Instructions to follow: Please list every line of the data below that contains the string "loose", copying each such line in full. Matches must have the same case.

Source information:
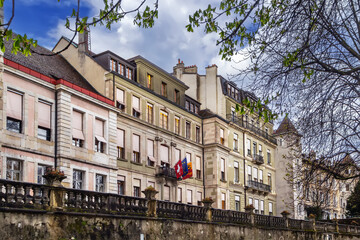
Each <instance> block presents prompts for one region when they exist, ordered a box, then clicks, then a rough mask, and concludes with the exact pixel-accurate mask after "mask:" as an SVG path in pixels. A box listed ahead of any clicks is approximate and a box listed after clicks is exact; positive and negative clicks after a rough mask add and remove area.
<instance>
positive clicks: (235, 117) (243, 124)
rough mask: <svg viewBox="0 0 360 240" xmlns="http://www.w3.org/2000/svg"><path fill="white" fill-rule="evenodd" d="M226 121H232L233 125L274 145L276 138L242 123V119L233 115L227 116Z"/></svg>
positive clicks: (245, 121)
mask: <svg viewBox="0 0 360 240" xmlns="http://www.w3.org/2000/svg"><path fill="white" fill-rule="evenodd" d="M226 119H227V120H228V121H232V122H233V123H235V124H237V125H239V126H240V127H243V128H246V129H248V130H250V131H251V132H253V133H255V134H256V135H258V136H261V137H263V138H265V139H267V140H269V141H270V142H272V143H274V144H276V138H274V137H273V136H271V135H270V134H269V133H267V132H265V131H263V130H261V129H260V128H258V127H256V126H255V125H253V124H251V123H249V122H246V121H243V119H242V117H239V116H234V115H233V114H227V115H226Z"/></svg>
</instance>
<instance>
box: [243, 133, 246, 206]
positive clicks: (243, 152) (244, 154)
mask: <svg viewBox="0 0 360 240" xmlns="http://www.w3.org/2000/svg"><path fill="white" fill-rule="evenodd" d="M243 154H244V159H243V160H244V197H245V206H246V187H245V185H246V177H245V176H246V165H245V132H243Z"/></svg>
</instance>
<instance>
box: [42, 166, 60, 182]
mask: <svg viewBox="0 0 360 240" xmlns="http://www.w3.org/2000/svg"><path fill="white" fill-rule="evenodd" d="M43 178H45V180H46V182H47V184H48V185H51V186H62V185H61V182H62V180H64V179H65V178H66V176H65V174H64V171H59V170H56V169H54V168H51V169H48V170H47V171H46V173H45V174H44V175H43Z"/></svg>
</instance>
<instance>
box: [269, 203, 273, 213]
mask: <svg viewBox="0 0 360 240" xmlns="http://www.w3.org/2000/svg"><path fill="white" fill-rule="evenodd" d="M272 208H273V206H272V203H269V215H270V216H272V215H273V210H272Z"/></svg>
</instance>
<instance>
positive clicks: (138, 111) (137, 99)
mask: <svg viewBox="0 0 360 240" xmlns="http://www.w3.org/2000/svg"><path fill="white" fill-rule="evenodd" d="M132 100H133V102H132V106H133V116H134V117H137V118H139V117H140V99H139V98H138V97H135V96H133V98H132Z"/></svg>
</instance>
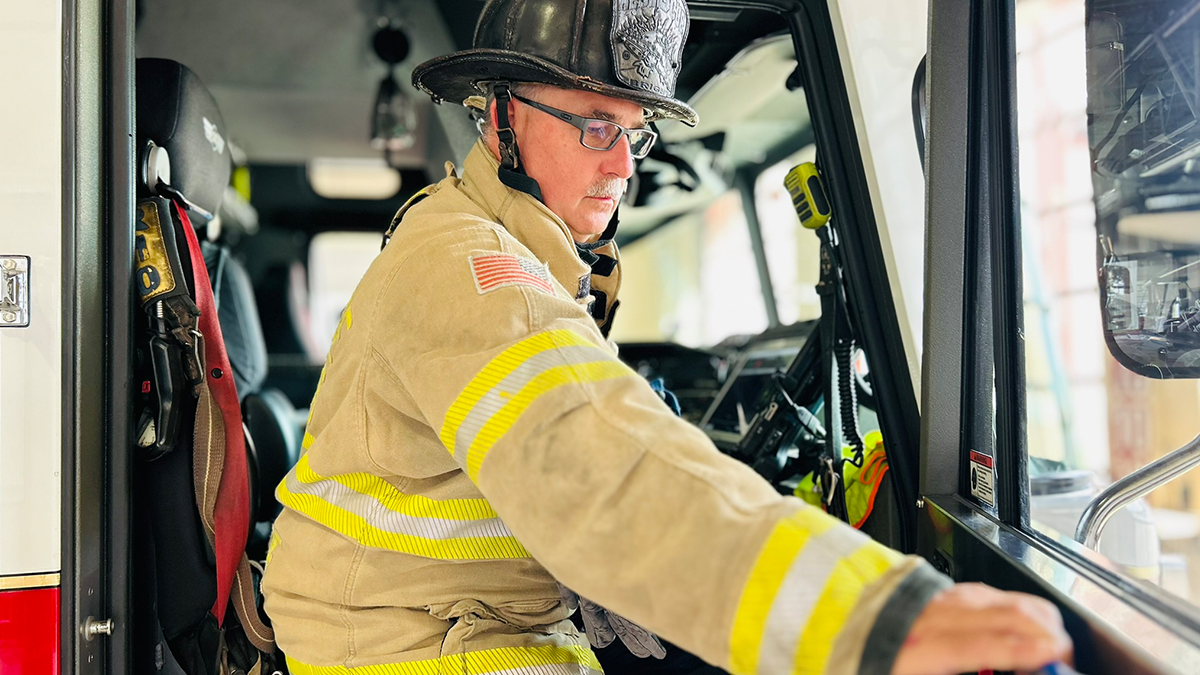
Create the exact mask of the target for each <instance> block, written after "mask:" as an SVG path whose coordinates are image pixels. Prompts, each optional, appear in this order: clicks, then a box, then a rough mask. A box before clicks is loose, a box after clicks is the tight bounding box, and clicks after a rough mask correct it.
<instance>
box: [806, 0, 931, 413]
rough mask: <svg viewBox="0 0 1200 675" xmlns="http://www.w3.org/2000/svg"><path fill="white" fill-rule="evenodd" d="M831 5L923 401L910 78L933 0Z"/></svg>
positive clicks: (871, 184) (832, 2) (853, 106)
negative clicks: (929, 3)
mask: <svg viewBox="0 0 1200 675" xmlns="http://www.w3.org/2000/svg"><path fill="white" fill-rule="evenodd" d="M829 11H830V14H832V17H833V28H834V32H835V34H836V36H838V52H839V56H840V59H841V67H842V72H844V73H845V77H846V89H847V90H848V92H850V106H851V110H852V112H853V114H854V131H856V132H857V135H858V142H859V145H860V149H862V154H863V163H864V166H865V169H866V180H868V184H869V185H870V190H871V201H872V203H874V208H875V219H876V222H877V223H878V227H880V239H881V241H882V244H883V256H884V258H886V259H887V264H888V277H889V280H890V281H892V288H893V289H898V291H899V292H898V293H896V294H895V303H896V313H898V315H899V318H900V329H901V334H902V335H904V340H905V353H906V356H907V360H908V370H910V372H911V374H912V383H913V387H914V388H917V389H918V390H917V400H918V401H920V392H919V387H920V363H919V360H918V359H919V356H920V345H922V306H923V291H924V246H925V178H924V174H923V173H922V168H920V155H919V153H918V150H917V139H916V135H914V132H913V124H912V82H913V76H914V74H916V72H917V65H918V64H920V59H922V56H924V55H925V46H926V30H928V17H929V14H928V2H926V0H888V1H886V2H881V1H880V0H833V1H830V2H829Z"/></svg>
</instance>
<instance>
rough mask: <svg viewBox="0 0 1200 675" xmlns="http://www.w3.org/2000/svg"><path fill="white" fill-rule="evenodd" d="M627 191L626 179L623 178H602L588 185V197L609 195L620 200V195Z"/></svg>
mask: <svg viewBox="0 0 1200 675" xmlns="http://www.w3.org/2000/svg"><path fill="white" fill-rule="evenodd" d="M624 193H625V180H624V179H622V178H613V177H608V178H602V179H600V180H598V181H596V183H594V184H592V186H590V187H588V193H587V196H588V197H599V198H604V197H608V198H611V199H613V201H620V196H622V195H624Z"/></svg>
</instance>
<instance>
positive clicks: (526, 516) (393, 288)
mask: <svg viewBox="0 0 1200 675" xmlns="http://www.w3.org/2000/svg"><path fill="white" fill-rule="evenodd" d="M688 26H689V17H688V10H686V5H685V2H684V0H590V1H583V0H488V2H487V5H486V6H485V8H484V11H482V14H481V17H480V20H479V24H478V26H476V31H475V40H474V44H475V48H473V49H468V50H464V52H460V53H456V54H451V55H448V56H440V58H437V59H433V60H431V61H427V62H425V64H422V65H420V66H418V67H416V70H415V71H414V74H413V80H414V84H415V85H416V86H419V88H421V89H422V90H425V91H427V92H428V94H431V95H432V96H433V97H434V98H436V100H438V101H446V102H449V103H452V104H468V106H472V107H475V108H476V109H480V110H482V112H484V114H485V115H486V119H487V124H486V125H485V133H484V137H482V138H481V139H480V142H479V143H478V144H476V145H475V148H474V149H473V150H472V153H470V154H469V156H468V157H467V160H466V162H464V166H463V168H462V173H461V175H460V174H457V173H456V172H455V171H452V168H450V167H448V175H446V178H445V179H444V180H442V181H440V183H438V184H437V185H434V186H431V187H428V189H426V190H422V191H421V193H419V195H418V196H416V197H415V198H414V199H412V201H410V202H409V203H408V204H406V207H404V208H403V209H401V211H400V213H398V214H397V216H396V219H395V220H394V223H392V227H391V229H390V231H389V237H390V241H389V243H388V244H386V246H385V247H384V250H383V252H382V253H380V255H379V257H378V258H377V259H376V262H374V263H373V264H372V265H371V268H370V270H368V271H367V273H366V275H365V277H364V279H362V281H361V282H360V283H359V287H358V288H356V291H355V292H354V295H353V298H352V299H350V301H349V304H348V306H347V309H346V310H344V312H343V316H342V321H341V324H340V327H338V329H337V333H336V335H335V336H334V344H332V347H331V348H330V352H329V357H328V360H326V364H325V368H324V370H323V372H322V376H320V384H319V388H318V390H317V394H316V396H314V399H313V404H312V410H311V414H310V419H308V425H307V430H306V434H305V437H304V449H305V454H304V456H302V458H301V460H300V461H299V464H298V465H296V466H295V467H294V468H293V470H292V471H290V472H289V473H288V476H287V478H286V479H284V480H283V482H282V483H281V484H280V486H278V489H277V491H276V496H277V497H278V500H280V502H282V503H283V506H284V507H286V508H284V510H283V513H282V514H281V515H280V518H278V520H277V521H276V524H275V530H274V534H272V539H271V544H270V548H269V554H268V565H266V573H265V578H264V580H263V590H264V593H265V597H266V611H268V614H269V615H270V617H271V620H272V622H274V627H275V631H276V638H277V641H278V645H280V647H281V649H282V651H283V652H284V653H286V655H287V656H288V664H289V668H290V671H292V673H293V674H296V675H306V674H322V675H324V674H335V673H360V671H359V670H355V669H356V668H361V669H362V670H361V673H364V674H373V673H402V674H407V673H413V674H426V673H428V674H431V675H433V674H442V673H446V674H455V673H500V671H504V673H508V674H521V675H526V674H528V675H534V674H538V675H558V674H563V675H568V674H570V675H586V674H587V673H589V671H599V670H600V668H601V667H600V664H599V662H598V661H596V656H595V653H594V652H593V650H592V646H593V645H592V644H590V641H589V639H588V634H590V637H592V638H593V641H601V643H602V641H605V640H610V639H612V638H613V637H619V638H620V639H622V641H624V643H626V644H628V645H629V646H630V649H631V650H634V651H636V652H638V653H640V655H641V656H661V649H660V647H659V643H658V640H656V639H655V638H654V637H653V635H652V634H650V633H649V631H653V632H654V633H656V634H659V635H662V637H664V638H665V639H667V640H670V641H671V643H674V644H677V645H679V646H682V647H684V649H686V650H688V651H690V652H694V653H695V655H697V656H700V657H701V658H703V659H704V661H706V662H708V663H710V664H714V665H716V667H720V668H722V669H725V670H728V671H730V673H733V674H734V675H750V674H758V673H761V674H781V675H782V674H787V673H805V674H821V673H829V674H847V675H848V674H856V673H862V674H881V675H882V674H888V673H895V674H898V675H905V674H929V675H934V674H952V673H960V671H966V670H977V669H983V668H995V669H1000V670H1008V669H1034V668H1037V667H1040V665H1043V664H1045V663H1049V662H1051V661H1055V659H1057V658H1066V657H1068V656H1069V652H1070V644H1069V640H1068V638H1067V637H1066V633H1064V632H1063V629H1062V625H1061V620H1060V619H1058V615H1057V611H1056V610H1055V609H1054V608H1052V607H1051V605H1049V604H1048V603H1045V602H1043V601H1040V599H1038V598H1033V597H1030V596H1020V595H1013V593H1002V592H1000V591H995V590H991V589H986V587H983V586H961V585H960V586H955V587H950V583H949V580H947V579H946V578H944V577H942V575H941V574H938V573H936V572H935V571H934V569H932V568H931V567H929V566H928V565H926V563H924V562H923V561H922V560H919V558H917V557H906V556H904V555H900V554H898V552H895V551H892V550H889V549H887V548H884V546H882V545H878V544H876V543H874V542H871V540H870V539H869V538H866V537H865V536H863V534H862V533H859V532H858V531H856V530H853V528H851V527H848V526H846V525H844V524H841V522H840V521H836V520H834V519H832V518H829V516H827V515H826V514H824V513H822V512H821V510H820V509H817V508H814V507H810V506H808V504H805V503H803V502H802V501H800V500H798V498H794V497H784V496H780V495H779V494H776V492H775V490H774V489H772V486H770V485H769V484H767V483H766V482H764V480H763V479H761V478H760V477H758V476H757V474H756V473H755V472H754V471H751V470H750V468H748V467H745V466H743V465H740V464H738V462H737V461H734V460H732V459H730V458H726V456H724V455H721V454H720V453H719V452H718V450H716V449H715V448H714V447H713V446H712V443H710V442H709V441H708V438H707V437H706V436H704V435H703V434H702V432H701V431H698V430H697V429H695V428H694V426H690V425H689V424H686V423H684V422H682V420H680V419H678V418H677V417H676V416H674V414H673V413H672V411H671V410H670V408H668V407H667V406H666V405H665V404H664V401H662V400H661V399H660V398H659V395H658V394H655V392H654V390H652V388H650V386H649V384H648V383H647V382H646V381H644V380H642V378H641V377H638V376H637V375H636V374H635V372H634V371H632V370H630V369H629V368H626V366H625V365H623V364H622V363H620V362H619V360H618V359H617V356H616V348H614V347H613V346H612V345H611V344H608V341H607V340H606V334H607V329H608V327H610V325H611V323H612V319H613V315H614V312H616V310H617V289H618V286H619V280H620V273H619V262H618V257H617V252H616V247H614V246H613V244H612V235H613V232H614V223H616V219H614V217H613V216H614V213H616V209H617V202H618V201H619V198H620V195H622V192H623V189H624V185H625V181H626V180H628V179H629V178H630V175H631V174H632V171H634V161H635V160H636V159H638V157H641V156H644V155H646V153H647V151H648V150H649V147H650V145H652V144H653V143H654V141H655V136H654V133H653V132H652V131H649V130H648V129H646V126H647V124H648V123H649V121H652V120H655V119H677V120H683V121H684V123H689V124H695V123H696V114H695V112H694V110H691V109H690V108H689V107H688V106H686V104H684V103H682V102H679V101H676V100H674V98H673V92H674V82H676V77H677V74H678V72H679V66H680V55H682V52H683V44H684V42H685V38H686V30H688ZM576 593H577V595H576ZM581 598H586V599H581ZM576 607H582V608H584V609H586V610H587V615H586V616H584V629H583V631H580V629H577V628H576V626H575V623H572V621H571V619H570V616H571V614H572V611H574V609H575V608H576ZM602 608H608V609H607V610H605V609H602ZM608 610H612V613H616V614H612V613H610V611H608ZM640 626H644V627H646V628H644V629H643V628H640ZM610 649H612V647H610ZM648 663H654V662H653V661H652V662H648ZM347 669H349V670H347Z"/></svg>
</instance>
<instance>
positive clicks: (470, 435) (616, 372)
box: [442, 330, 635, 480]
mask: <svg viewBox="0 0 1200 675" xmlns="http://www.w3.org/2000/svg"><path fill="white" fill-rule="evenodd" d="M634 375H635V374H634V371H632V370H630V369H629V366H626V365H625V364H623V363H620V362H619V360H617V358H616V357H613V356H612V353H611V352H608V351H607V350H602V348H600V347H598V346H595V345H594V344H592V342H590V341H588V340H587V339H586V337H583V336H581V335H578V334H577V333H574V331H571V330H548V331H546V333H539V334H536V335H533V336H530V337H527V339H524V340H522V341H520V342H517V344H516V345H514V346H511V347H509V348H508V350H505V351H504V352H503V353H500V354H499V356H498V357H496V358H494V359H492V360H491V362H490V363H488V364H487V365H486V366H484V370H481V371H480V372H479V375H476V376H475V377H474V378H473V380H472V381H470V383H469V384H467V388H466V389H463V390H462V393H461V394H458V398H457V399H455V402H454V405H451V406H450V410H449V411H448V412H446V417H445V423H444V424H443V426H442V442H443V443H444V444H445V447H446V449H448V450H450V454H452V455H454V456H455V460H456V461H457V462H458V464H460V465H461V466H466V467H467V476H469V477H470V479H472V480H476V479H478V477H479V467H480V466H482V464H484V459H485V458H486V456H487V453H488V452H490V450H491V449H492V447H493V446H494V444H496V443H497V442H498V441H499V440H500V438H502V437H503V436H504V435H505V434H506V432H508V431H509V429H511V428H512V425H514V424H515V423H516V420H517V419H520V417H521V414H522V413H523V412H524V411H526V410H527V408H528V407H529V406H530V405H532V404H533V402H534V401H535V400H538V398H540V396H541V395H542V394H546V393H548V392H551V390H553V389H557V388H558V387H563V386H565V384H582V383H586V382H600V381H604V380H613V378H617V377H626V376H634Z"/></svg>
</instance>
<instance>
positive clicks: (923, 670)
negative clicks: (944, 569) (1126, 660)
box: [893, 633, 1070, 675]
mask: <svg viewBox="0 0 1200 675" xmlns="http://www.w3.org/2000/svg"><path fill="white" fill-rule="evenodd" d="M944 638H946V639H944V640H923V641H920V643H918V644H914V645H911V647H910V646H907V645H906V649H904V650H901V652H900V655H899V657H898V658H896V663H895V665H894V668H893V675H956V674H958V673H967V671H971V673H973V671H978V670H986V669H991V670H1030V671H1032V670H1037V669H1038V668H1042V667H1043V665H1045V664H1048V663H1052V662H1055V661H1066V659H1068V658H1069V657H1070V645H1069V643H1067V644H1063V643H1062V641H1061V640H1056V639H1052V638H1030V637H1026V635H1014V634H1001V635H983V634H973V633H966V634H964V633H959V634H947V635H944ZM947 645H954V646H953V649H947Z"/></svg>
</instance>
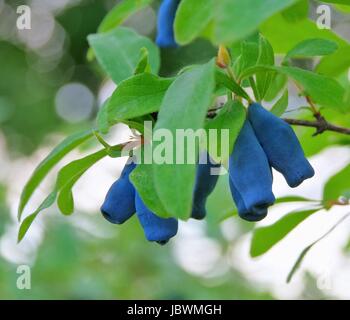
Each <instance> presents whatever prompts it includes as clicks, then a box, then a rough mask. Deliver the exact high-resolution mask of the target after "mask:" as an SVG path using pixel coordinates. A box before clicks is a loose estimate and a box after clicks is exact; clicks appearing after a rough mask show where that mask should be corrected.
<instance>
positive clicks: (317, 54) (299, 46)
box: [286, 39, 338, 59]
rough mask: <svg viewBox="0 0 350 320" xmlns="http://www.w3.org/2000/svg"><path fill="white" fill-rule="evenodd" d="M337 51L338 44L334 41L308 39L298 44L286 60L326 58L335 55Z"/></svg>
mask: <svg viewBox="0 0 350 320" xmlns="http://www.w3.org/2000/svg"><path fill="white" fill-rule="evenodd" d="M337 49H338V45H337V43H336V42H334V41H332V40H327V39H308V40H305V41H303V42H300V43H298V44H297V45H296V46H295V47H294V48H293V49H292V50H290V51H289V52H288V53H287V55H286V59H287V58H300V57H301V58H304V57H314V56H326V55H329V54H332V53H334V52H335V51H337Z"/></svg>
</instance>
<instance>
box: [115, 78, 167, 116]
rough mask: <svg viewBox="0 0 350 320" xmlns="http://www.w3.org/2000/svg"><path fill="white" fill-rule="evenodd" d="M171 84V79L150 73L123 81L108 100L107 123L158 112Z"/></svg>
mask: <svg viewBox="0 0 350 320" xmlns="http://www.w3.org/2000/svg"><path fill="white" fill-rule="evenodd" d="M172 82H173V79H165V78H160V77H158V76H155V75H153V74H150V73H142V74H138V75H136V76H133V77H131V78H129V79H126V80H124V81H123V82H121V83H120V85H119V86H118V88H117V89H116V90H115V91H114V93H113V94H112V96H111V98H110V99H109V104H108V121H109V123H111V122H114V121H116V120H128V119H132V118H136V117H140V116H143V115H146V114H149V113H152V112H156V111H158V110H159V108H160V105H161V103H162V100H163V97H164V95H165V92H166V91H167V90H168V88H169V86H170V85H171V83H172Z"/></svg>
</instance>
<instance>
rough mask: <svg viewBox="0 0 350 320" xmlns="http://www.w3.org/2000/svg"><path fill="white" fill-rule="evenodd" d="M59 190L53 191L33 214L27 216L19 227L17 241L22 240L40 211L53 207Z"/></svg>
mask: <svg viewBox="0 0 350 320" xmlns="http://www.w3.org/2000/svg"><path fill="white" fill-rule="evenodd" d="M56 196H57V192H56V191H53V192H51V193H50V194H49V195H48V196H47V197H46V199H45V200H44V201H43V202H42V203H41V205H40V206H39V207H38V209H37V210H35V211H34V212H33V213H32V214H30V215H29V216H28V217H26V218H25V219H24V220H23V221H22V223H21V226H20V228H19V231H18V238H17V242H21V241H22V239H23V238H24V236H25V235H26V233H27V231H28V230H29V228H30V226H31V225H32V223H33V221H34V220H35V218H36V217H37V215H38V214H39V213H40V211H42V210H45V209H47V208H49V207H51V206H52V205H53V204H54V203H55V200H56Z"/></svg>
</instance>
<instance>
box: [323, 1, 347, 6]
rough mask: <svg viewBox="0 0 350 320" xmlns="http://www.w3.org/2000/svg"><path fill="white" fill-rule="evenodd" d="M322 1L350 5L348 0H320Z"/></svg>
mask: <svg viewBox="0 0 350 320" xmlns="http://www.w3.org/2000/svg"><path fill="white" fill-rule="evenodd" d="M322 2H326V3H336V4H343V5H347V6H350V3H349V0H322Z"/></svg>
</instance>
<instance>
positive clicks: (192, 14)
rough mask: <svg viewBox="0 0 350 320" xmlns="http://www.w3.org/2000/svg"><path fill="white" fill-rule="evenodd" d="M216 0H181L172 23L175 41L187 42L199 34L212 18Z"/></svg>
mask: <svg viewBox="0 0 350 320" xmlns="http://www.w3.org/2000/svg"><path fill="white" fill-rule="evenodd" d="M215 2H216V0H206V1H198V0H182V1H181V2H180V5H179V7H178V9H177V12H176V19H175V24H174V29H175V37H176V41H177V42H178V43H179V44H182V45H184V44H187V43H189V42H191V41H192V40H194V39H195V38H196V37H197V36H198V35H200V34H201V32H202V31H203V29H204V28H205V27H206V26H207V25H208V23H209V22H210V20H211V19H212V18H213V14H214V8H215Z"/></svg>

Written solution:
Create the exact mask of the target for each <instance> block, written after "mask:" as an SVG path whose coordinates are image pixels. Prompts, each optional, appear in this order: clicks, then a box, then a rough mask. A box before clicks is loose, a box after clicks is the tight bounding box, and clicks after a rough mask correct it.
Each <instance> presents whatever prompts it includes as clicks, then a box, then a rough mask. Deliver the exact high-resolution mask of the target after "mask:" as an SVG path using pixel coordinates. A box before clicks is a loose estimate and a box after clicks is exact; clicks appearing after a rough mask show where that mask should be corrected.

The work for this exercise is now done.